### TASK BRIEF
Print all records exactly, leaving nothing out.
-- Start of DATA FOR THIS TASK --
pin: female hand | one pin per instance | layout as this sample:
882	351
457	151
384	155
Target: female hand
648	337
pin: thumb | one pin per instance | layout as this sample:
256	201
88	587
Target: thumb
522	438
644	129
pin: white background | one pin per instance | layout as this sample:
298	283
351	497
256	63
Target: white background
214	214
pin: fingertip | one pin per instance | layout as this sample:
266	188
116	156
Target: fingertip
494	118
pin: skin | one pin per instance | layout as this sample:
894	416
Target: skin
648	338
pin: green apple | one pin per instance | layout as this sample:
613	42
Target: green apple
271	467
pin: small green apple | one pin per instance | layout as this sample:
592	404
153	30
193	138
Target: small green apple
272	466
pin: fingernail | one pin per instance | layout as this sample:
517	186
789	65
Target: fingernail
-- End of DATA FOR THIS TASK --
### CORRECT RESULT
pin: female hand | one pin per instance | layout as this sample:
882	351
457	151
384	155
Target: female hand
648	337
pin: thumb | one pin per instance | layout as this sample:
256	201
88	587
Target: thumb
522	438
644	129
pin: white background | one pin per instance | layout as this sample:
298	283
351	497
256	63
Target: white background
214	214
pin: fingertip | one pin per instance | layout as this sample:
266	188
116	156
Target: fingertip
494	118
pin: skin | one pin per instance | layout as this sample:
894	416
Target: skin
648	338
pin: green apple | one pin per instance | layout as this sample:
613	42
Target: green apple
271	467
pin: small green apple | one pin per instance | layout as this sample:
592	404
153	30
193	138
Target: small green apple
272	466
pin: fingernail | one pin per instance | layout as this sample:
517	186
789	65
Target: fingernail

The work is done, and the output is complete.